Text segment:
• • • •
Bayes sequence prediction

linear time series prediction
:: otherwise same code
y.roll(shifts=-n) n-step cyclic shift of tensor (to the left)

#!/usr/bin/env python3
#!/usr/bin/env python3

#
# fitting the function
# f(t) =  sin(t*(1.0+1.5*sin(0.3*t)))
# via linear time prediction
# using Monte-Carlo sampling of the Bayes posterior
#

import torch, math
import matplotlib.pyplot as plt

torch.manual_seed(12)
nSamples = 100
nMC      = 5000        # number of MC steps

#
# synthetic data generation
#
y = torch.ones(nSamples+2)
for i in range(len(y)):
  x = 0.2*i
  y[i] = y[i]*math.sin(x*(1.0+1.5*math.sin(0.3*x))) # no noise needed
x1 = y.roll(shifts=-1)                              # cyclic shift
x2 = y.roll(shifts=-2)
y  =  y[:-2]                                        # cut last two
x1 = x1[:-2]
x2 = x2[:-2]

def log_prior(a, b, c):
    """Log-prior distribution:
       Assume normal priors for a, b, c and 
       HalfNormal for sigma."""
    prior_a = torch.distributions.Normal(0, 10).log_prob(a)
    prior_b = torch.distributions.Normal(0, 10).log_prob(b)
    prior_c = torch.distributions.Normal(0, 10).log_prob(c)
    return prior_a + prior_b + prior_c 

def log_likelihood(a, b, c, sigma, x1, x2, y):
    """Log-likelihood of the data."""
    mean = a + b * x1 + c * x2
    likelihood = torch.distributions.Normal(mean, sigma).log_prob(y)
    return likelihood.sum()

def log_posterior(a, b, c, sigma, x1, x2, y):
    """Log-posterior = Log-prior + Log-likelihood."""
    return log_prior(a, b, c) +\
           log_likelihood(a, b, c, sigma, x1, x2, y)

def metropolis_hastings(x1, x2, y, num_samples, step_size):
    """Metropolis-Hastings sampler."""
    samples = []
    
    # Initialize parameters
    a = torch.tensor(0.0)
    b = torch.tensor(0.0)
    c = torch.tensor(0.0)
    sigma = torch.tensor(1.0)
    
    current_log_posterior = log_posterior(a, b, c, sigma, x1, x2, y)
    
    for iIter in range(num_samples):
        if (iIter%1000==0):
           print(f'# {iIter:6d}')
        # Propose new values; ensure sigma > 0
        a_new = a + torch.randn(1) * step_size
        b_new = b + torch.randn(1) * step_size
        c_new = c + torch.randn(1) * step_size
        sigma_new = sigma * (1.0 + (torch.rand(1)-0.5)*step_size)
        
        # Compute the log-posterior for the proposed values
        proposed_log_posterior =\
           log_posterior(a_new, b_new, c_new, sigma_new, x1, x2, y)
• • • •
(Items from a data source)
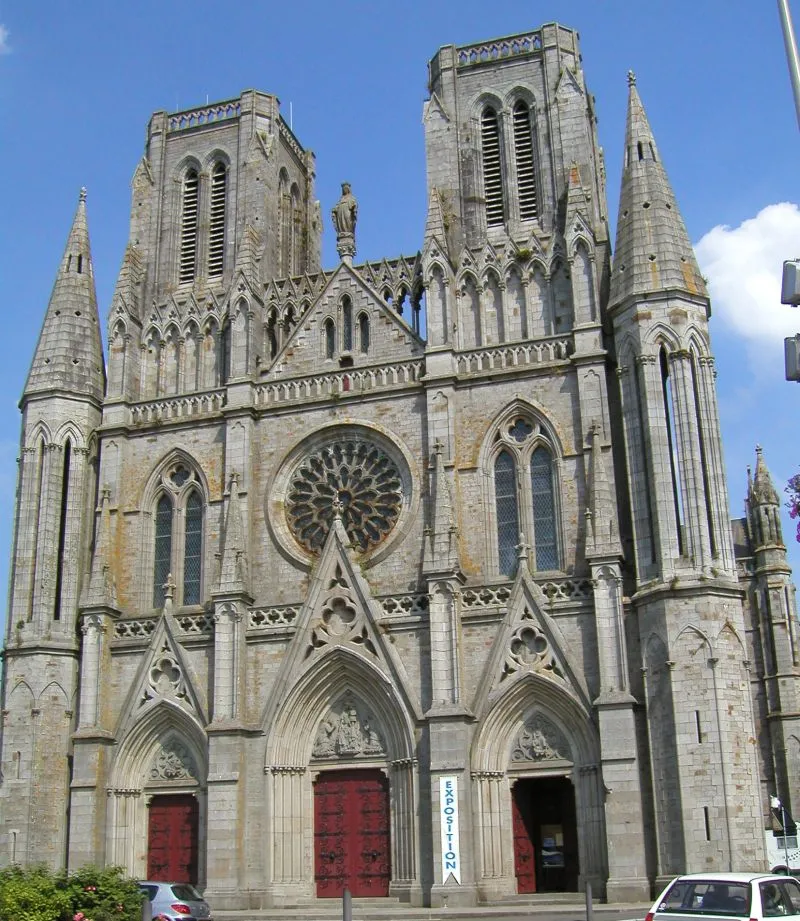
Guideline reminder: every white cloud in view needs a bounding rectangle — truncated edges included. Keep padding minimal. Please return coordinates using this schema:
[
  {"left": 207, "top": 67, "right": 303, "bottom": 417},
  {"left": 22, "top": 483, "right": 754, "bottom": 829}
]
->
[{"left": 695, "top": 202, "right": 800, "bottom": 358}]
• • • •
Problems:
[a] In the Bayes sequence prediction code, how is the new value of sigma proposed differently from a, b and c, and what does the comment say this is meant to ensure?
[b] Resume the Bayes sequence prediction code from the point where it stops.

The replies:
[a] The proposals for a, b and c add random normal noise scaled by step_size. Sigma is instead multiplied by a factor of 1.0 + (torch.rand(1)-0.5)*step_size. The comment says this is to ensure sigma > 0.

[b]
        # Accept/reject step
        acceptance_ratio = torch.exp(proposed_log_posterior -\
                           current_log_posterior)
        if torch.rand(1) < acceptance_ratio:
            a, b, c, sigma = a_new, b_new, c_new, sigma_new
            current_log_posterior = proposed_log_posterior
        
        # Store samples
        samples.append((a.item(), b.item(), c.item(), sigma.item()))
    
    return samples

#
# running Metropolis - MC
#
print("Running MCMC...")
samples = metropolis_hastings(x1, x2, y, num_samples=nMC, step_size=0.05)

#
# means and variances
#
samples_tensor = torch.tensor(samples)
a_samples = samples_tensor[:, 0]
b_samples = samples_tensor[:, 1]
c_samples = samples_tensor[:, 2]
s_samples = samples_tensor[:, 3]

mean_a = a_samples.mean().item()
mean_b = b_samples.mean().item()
mean_c = c_samples.mean().item()
mean_s = s_samples.mean().item()

var_a = a_samples.var().item()
var_b = b_samples.var().item()
var_c = c_samples.var().item()
var_s = s_samples.var().item()

print(f'a     mean/variance: {mean_a:8.4f} {var_a:8.3f}')
print(f'b     mean/variance: {mean_b:8.4f} {var_b:8.3f}')
print(f'c     mean/variance: {mean_c:8.4f} {var_c:8.3f}')
print(f'sigma mean/variance: {mean_s:8.4f} {var_s:8.3f}')

#
# plotting posterior distributions
#
plt.figure(figsize=(15, 5))

plt.subplot(1, 3, 1)
plt.hist(a_samples.numpy(), bins=30, density=True, alpha=0.7, color='blue')
plt.title("Posterior of a")
plt.xlabel("a")
plt.ylabel("Density")

plt.subplot(1, 3, 2)
plt.hist(b_samples.numpy(), bins=30, density=True, alpha=0.7, color='green')
plt.title("Posterior of b")
plt.xlabel("b")
plt.ylabel("Density")

plt.subplot(1, 3, 3)
plt.hist(c_samples.numpy(), bins=30, density=True, alpha=0.7, color='red')
plt.title("Posterior of c")
plt.xlabel("c")
plt.ylabel("Density")

plt.tight_layout()
plt.show()

#
# visualizing the fit
#
predicted_y = mean_a + mean_b*x1 + mean_c*x2

plt.plot(y, label='True Data')
plt.plot(predicted_y.detach(), label='Model Prediction', 
         linestyle='--')
plt.title('Model Fit vs. True Data')
plt.xlabel('time')
plt.ylabel('y(t)')
plt.legend()
plt.show()

#!/usr/bin/env python3
#!/usr/bin/env python3

#
# fitting the function
# f(t) =  sin(t*(1.0+1.5*sin(0.3*t)))
# via linear time prediction
# using Monte-Carlo sampling of the Bayes posterior
#

import torch, math
import matplotlib.pyplot as plt

torch.manual_seed(12)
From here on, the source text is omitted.